WHAT TO DO.
Retype the restaurant review below word for word, everything from "The Galley pride" down to "overflowing and infectious.".

*** PROVIDED TEXT ***

I’ve never been to a fish and seafood restaurant before, so was very keen to try out the experience when my husband and I headed out to Topsham from Exeter one balmy July evening. Not knowing what to expect is quite liberating when trying out a new eatery as we had nothing to compare it to, and so we were pleasantly surprised and excited to discover ourselves in a quaint and historic building with dramatic views over the estuary, coupled with a very warm welcome by our host and restaurant owner, Nigel.
The Galley pride themselves on serving ‘the best of Devon on a plate’ accompanied by great service tailored to your needs and that was evident as soon as we entered and rang the bell for attention – a lovely retro touch! Nigel and his team couldn’t do enough to make us, and every other guest, comfortable (many of whom had clearly been before). From helping an elderly guest get from a to b, to answering all my questions about whether certain ingredients were pregnancy friendly; his passion for his product was overflowing and infectious.

*** End of PROVIDED TEXT ***
*** DATA LISTING ***

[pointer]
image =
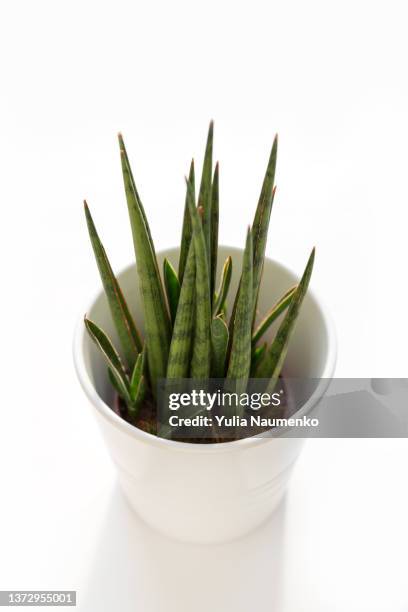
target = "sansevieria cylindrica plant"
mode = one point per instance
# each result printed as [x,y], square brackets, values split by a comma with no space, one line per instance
[193,329]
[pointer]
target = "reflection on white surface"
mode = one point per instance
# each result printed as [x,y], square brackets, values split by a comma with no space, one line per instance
[134,567]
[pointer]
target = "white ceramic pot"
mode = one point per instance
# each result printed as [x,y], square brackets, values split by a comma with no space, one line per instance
[205,492]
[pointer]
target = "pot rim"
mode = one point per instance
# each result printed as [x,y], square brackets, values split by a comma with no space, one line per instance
[216,447]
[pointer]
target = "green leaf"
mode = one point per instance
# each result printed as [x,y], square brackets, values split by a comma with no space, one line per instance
[214,229]
[171,282]
[223,288]
[261,220]
[200,363]
[258,353]
[138,386]
[183,330]
[111,357]
[187,229]
[271,365]
[116,386]
[240,357]
[273,314]
[124,324]
[156,318]
[219,343]
[204,196]
[137,375]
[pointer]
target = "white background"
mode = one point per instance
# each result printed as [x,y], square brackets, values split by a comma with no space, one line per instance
[331,78]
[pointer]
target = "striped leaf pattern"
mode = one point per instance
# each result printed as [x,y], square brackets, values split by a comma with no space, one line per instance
[128,335]
[271,366]
[156,318]
[187,333]
[200,364]
[182,339]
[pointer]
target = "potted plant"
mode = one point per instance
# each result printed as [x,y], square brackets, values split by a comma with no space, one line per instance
[188,327]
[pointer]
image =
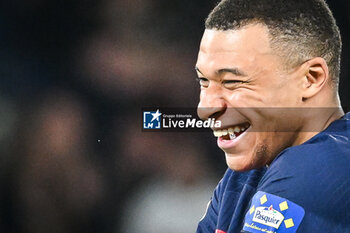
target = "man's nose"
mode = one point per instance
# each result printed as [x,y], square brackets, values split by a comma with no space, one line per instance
[211,105]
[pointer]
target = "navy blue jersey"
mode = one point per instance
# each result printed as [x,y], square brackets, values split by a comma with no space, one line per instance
[305,189]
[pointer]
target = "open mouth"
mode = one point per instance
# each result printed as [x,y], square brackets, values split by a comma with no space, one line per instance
[231,133]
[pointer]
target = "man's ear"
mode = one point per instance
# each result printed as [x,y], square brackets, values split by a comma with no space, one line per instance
[316,77]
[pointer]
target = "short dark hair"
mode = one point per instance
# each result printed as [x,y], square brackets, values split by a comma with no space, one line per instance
[299,29]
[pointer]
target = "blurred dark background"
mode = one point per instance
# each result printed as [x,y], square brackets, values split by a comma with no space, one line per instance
[74,76]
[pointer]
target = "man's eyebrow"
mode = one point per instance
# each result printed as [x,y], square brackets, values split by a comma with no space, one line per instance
[233,71]
[196,68]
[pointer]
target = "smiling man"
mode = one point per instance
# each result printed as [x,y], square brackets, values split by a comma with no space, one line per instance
[269,71]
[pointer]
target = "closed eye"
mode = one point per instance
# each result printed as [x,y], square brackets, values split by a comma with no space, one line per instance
[232,83]
[203,82]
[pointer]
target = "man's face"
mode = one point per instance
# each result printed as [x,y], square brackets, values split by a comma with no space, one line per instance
[245,84]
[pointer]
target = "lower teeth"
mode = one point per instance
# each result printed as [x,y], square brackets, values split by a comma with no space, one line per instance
[232,136]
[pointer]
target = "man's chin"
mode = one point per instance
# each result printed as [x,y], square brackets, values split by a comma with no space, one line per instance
[239,163]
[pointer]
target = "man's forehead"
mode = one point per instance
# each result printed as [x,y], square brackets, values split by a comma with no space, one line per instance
[252,36]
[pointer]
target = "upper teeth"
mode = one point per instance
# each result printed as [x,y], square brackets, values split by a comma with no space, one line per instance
[223,132]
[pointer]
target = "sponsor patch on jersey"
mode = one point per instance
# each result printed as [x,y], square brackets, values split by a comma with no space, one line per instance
[272,214]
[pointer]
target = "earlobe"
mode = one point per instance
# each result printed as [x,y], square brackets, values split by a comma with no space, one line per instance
[316,77]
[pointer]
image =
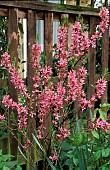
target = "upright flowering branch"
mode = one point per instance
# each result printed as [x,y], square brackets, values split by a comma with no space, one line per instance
[104,15]
[49,97]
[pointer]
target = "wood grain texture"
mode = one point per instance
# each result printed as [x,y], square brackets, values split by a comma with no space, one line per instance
[13,40]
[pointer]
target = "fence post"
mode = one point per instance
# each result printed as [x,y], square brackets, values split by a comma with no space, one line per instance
[91,59]
[31,39]
[48,45]
[105,54]
[13,40]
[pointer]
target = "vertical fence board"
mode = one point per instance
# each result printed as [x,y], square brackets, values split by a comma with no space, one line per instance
[105,44]
[91,59]
[48,36]
[31,36]
[13,40]
[48,45]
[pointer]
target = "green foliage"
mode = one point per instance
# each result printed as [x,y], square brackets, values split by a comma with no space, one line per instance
[5,164]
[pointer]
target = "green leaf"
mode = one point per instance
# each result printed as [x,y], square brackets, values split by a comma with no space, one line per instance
[42,149]
[103,114]
[6,157]
[5,168]
[18,167]
[97,155]
[78,138]
[95,134]
[106,152]
[11,164]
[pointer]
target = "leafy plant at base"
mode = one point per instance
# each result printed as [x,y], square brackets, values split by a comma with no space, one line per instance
[65,102]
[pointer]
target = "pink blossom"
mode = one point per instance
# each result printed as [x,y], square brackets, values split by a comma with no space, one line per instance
[2,117]
[101,124]
[100,87]
[63,133]
[54,157]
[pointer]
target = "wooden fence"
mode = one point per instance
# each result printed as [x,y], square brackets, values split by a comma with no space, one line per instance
[49,12]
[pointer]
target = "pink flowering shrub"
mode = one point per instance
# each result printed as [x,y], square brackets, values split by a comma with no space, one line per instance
[58,98]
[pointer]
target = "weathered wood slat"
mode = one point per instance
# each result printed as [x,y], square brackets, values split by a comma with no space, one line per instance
[91,59]
[48,36]
[3,12]
[31,38]
[45,6]
[13,39]
[48,44]
[105,49]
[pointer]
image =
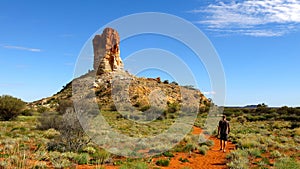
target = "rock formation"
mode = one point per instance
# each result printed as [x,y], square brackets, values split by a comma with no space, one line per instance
[107,52]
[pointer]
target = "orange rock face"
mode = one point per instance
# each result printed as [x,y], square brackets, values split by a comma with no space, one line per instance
[107,52]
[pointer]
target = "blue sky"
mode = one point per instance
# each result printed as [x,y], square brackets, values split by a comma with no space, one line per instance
[257,41]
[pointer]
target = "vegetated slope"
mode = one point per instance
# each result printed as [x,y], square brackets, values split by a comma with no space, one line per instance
[121,87]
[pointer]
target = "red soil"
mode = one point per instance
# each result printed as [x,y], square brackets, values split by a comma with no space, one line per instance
[214,159]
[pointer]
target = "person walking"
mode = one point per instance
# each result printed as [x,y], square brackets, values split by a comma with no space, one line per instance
[223,131]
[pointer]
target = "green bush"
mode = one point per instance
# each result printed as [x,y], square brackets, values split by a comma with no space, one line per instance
[184,160]
[203,149]
[82,158]
[168,154]
[254,152]
[163,163]
[10,107]
[238,159]
[190,147]
[275,154]
[49,120]
[287,162]
[101,156]
[134,165]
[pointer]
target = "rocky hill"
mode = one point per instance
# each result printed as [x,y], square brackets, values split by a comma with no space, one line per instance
[112,88]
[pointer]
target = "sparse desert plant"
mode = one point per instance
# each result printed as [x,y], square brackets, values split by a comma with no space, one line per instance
[238,159]
[190,147]
[49,120]
[134,165]
[40,165]
[90,150]
[10,107]
[51,133]
[286,162]
[82,158]
[58,161]
[254,152]
[168,154]
[275,154]
[101,156]
[163,162]
[184,160]
[203,149]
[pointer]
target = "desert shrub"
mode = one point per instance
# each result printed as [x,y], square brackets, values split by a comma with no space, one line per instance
[163,162]
[247,143]
[238,159]
[82,158]
[254,152]
[42,109]
[134,165]
[168,154]
[27,112]
[90,150]
[184,160]
[203,149]
[145,108]
[58,161]
[49,120]
[100,156]
[275,154]
[63,105]
[297,131]
[40,165]
[190,147]
[209,143]
[287,162]
[72,134]
[51,133]
[10,107]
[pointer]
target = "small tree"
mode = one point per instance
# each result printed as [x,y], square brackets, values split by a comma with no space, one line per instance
[10,107]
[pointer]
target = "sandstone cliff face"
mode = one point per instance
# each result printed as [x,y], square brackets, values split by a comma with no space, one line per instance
[107,52]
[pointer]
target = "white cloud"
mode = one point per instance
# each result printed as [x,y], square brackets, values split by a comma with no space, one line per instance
[252,17]
[22,48]
[209,93]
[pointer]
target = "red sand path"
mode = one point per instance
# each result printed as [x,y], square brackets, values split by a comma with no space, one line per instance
[214,159]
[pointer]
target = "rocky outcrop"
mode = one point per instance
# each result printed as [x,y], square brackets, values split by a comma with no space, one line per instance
[107,52]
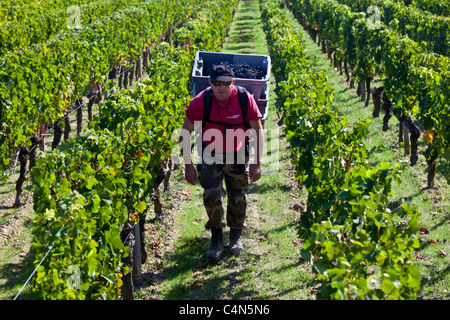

*** End of DATA LISTING ***

WRITTEN SOLUTION.
The Galley pride themselves on serving ‘the best of Devon on a plate’ accompanied by great service tailored to your needs and that was evident as soon as we entered and rang the bell for attention – a lovely retro touch! Nigel and his team couldn’t do enough to make us, and every other guest, comfortable (many of whom had clearly been before). From helping an elderly guest get from a to b, to answering all my questions about whether certain ingredients were pregnancy friendly; his passion for his product was overflowing and infectious.